_BRIEF_
Below are several records. Retype exactly those lines running from the one with "Locate every instance of the refrigerator" through the one with "Locate every instance of the stainless steel refrigerator", end lines included, and no others.
[SUPPLIED DATA Boundary: Start]
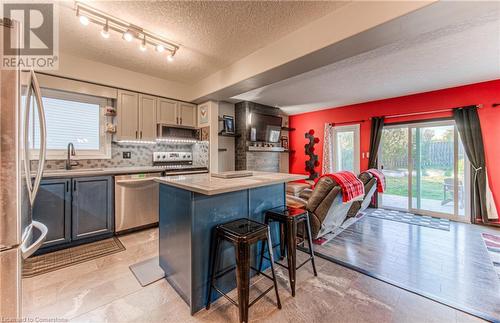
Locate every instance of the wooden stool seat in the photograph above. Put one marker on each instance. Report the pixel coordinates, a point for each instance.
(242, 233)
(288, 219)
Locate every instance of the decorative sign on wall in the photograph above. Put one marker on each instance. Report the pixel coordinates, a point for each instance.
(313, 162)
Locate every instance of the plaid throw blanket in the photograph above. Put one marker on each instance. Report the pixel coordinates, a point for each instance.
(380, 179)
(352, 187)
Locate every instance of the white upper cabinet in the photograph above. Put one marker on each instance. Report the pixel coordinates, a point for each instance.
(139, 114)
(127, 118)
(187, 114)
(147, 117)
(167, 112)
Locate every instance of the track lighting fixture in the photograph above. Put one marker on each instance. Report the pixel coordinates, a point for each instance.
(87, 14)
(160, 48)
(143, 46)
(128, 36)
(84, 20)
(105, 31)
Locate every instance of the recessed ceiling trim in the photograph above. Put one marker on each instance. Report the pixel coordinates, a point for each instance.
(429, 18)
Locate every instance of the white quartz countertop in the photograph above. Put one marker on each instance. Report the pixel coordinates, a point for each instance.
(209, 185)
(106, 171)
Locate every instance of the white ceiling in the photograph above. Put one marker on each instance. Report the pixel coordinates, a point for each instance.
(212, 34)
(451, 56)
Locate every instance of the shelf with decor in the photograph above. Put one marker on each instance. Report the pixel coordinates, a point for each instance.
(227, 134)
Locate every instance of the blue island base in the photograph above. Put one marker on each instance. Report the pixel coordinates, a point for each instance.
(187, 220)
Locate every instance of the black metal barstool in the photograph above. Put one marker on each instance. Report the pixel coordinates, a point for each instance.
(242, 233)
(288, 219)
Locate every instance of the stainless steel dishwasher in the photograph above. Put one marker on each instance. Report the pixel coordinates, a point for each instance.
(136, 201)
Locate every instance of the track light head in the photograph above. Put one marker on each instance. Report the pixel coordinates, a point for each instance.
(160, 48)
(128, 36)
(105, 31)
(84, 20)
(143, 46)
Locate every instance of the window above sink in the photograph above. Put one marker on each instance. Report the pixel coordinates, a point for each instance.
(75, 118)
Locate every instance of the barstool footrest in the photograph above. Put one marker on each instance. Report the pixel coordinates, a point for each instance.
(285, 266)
[SUPPLIED DATA Boundary: End]
[SUPPLIED DATA Boundary: Start]
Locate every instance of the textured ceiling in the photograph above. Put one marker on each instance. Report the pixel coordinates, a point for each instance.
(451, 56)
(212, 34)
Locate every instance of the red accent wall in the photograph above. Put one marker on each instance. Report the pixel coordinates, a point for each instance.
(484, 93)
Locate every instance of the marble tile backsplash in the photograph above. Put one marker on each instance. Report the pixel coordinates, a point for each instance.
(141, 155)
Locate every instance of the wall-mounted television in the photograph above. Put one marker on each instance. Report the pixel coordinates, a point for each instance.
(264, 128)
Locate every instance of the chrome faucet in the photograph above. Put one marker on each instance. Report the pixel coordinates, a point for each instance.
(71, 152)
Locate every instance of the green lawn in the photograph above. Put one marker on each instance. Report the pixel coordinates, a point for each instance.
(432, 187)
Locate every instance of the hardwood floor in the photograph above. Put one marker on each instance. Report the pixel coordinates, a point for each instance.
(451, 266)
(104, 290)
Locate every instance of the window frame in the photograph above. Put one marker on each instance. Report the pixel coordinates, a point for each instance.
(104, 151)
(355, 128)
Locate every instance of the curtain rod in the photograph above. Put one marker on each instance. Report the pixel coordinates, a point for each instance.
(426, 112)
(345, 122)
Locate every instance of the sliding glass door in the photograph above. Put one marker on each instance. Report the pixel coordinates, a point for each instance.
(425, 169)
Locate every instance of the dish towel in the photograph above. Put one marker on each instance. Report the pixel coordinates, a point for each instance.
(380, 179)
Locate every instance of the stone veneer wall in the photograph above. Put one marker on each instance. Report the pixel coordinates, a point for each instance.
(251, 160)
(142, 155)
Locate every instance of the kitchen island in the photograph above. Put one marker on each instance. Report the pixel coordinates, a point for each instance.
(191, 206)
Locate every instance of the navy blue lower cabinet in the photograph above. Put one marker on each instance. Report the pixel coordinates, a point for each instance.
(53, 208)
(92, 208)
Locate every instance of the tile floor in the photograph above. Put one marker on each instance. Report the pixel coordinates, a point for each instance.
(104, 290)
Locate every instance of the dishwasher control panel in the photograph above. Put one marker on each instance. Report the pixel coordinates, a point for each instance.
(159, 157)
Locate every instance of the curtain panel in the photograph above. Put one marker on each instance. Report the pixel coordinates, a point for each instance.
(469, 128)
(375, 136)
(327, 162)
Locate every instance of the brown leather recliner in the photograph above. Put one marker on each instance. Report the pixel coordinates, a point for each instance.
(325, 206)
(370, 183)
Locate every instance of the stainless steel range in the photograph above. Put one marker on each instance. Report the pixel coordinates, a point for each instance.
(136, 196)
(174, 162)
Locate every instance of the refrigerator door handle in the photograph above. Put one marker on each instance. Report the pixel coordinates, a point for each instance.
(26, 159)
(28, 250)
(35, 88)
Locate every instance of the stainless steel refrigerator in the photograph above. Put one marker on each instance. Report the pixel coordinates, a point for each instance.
[SUPPLIED DATA Boundary: End]
[SUPPLIED DATA Boundary: Start]
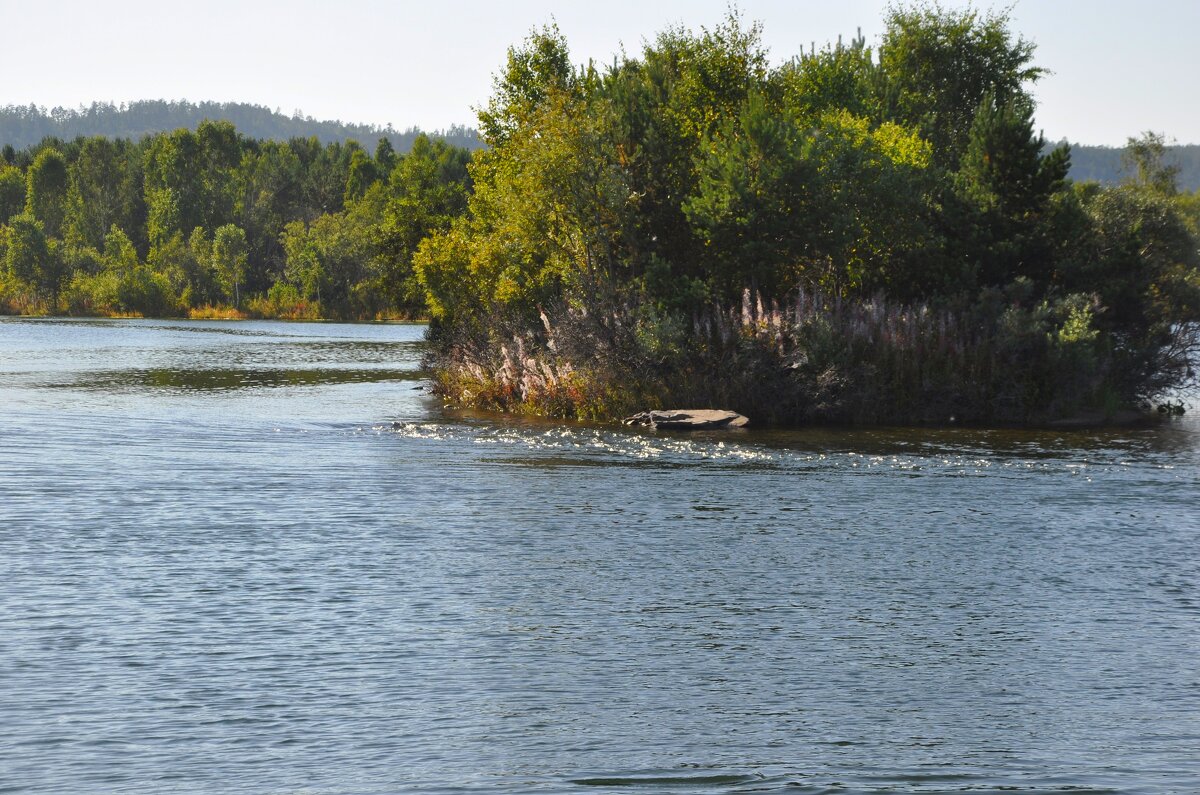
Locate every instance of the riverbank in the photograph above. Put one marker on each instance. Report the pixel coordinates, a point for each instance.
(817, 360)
[SUPPLIED DATA Boundary: End]
_WRITTEN REPLY_
Locate every instance of the refrigerator door handle in the photograph above. Put one marker on each instance. Report the pixel coordinates, a point for each instance.
(26, 159)
(28, 250)
(35, 88)
Locate every instance of the stainless steel refrigerator in the photograph above. Put one marker on each instance. Report the pixel coordinates, a point for each instance.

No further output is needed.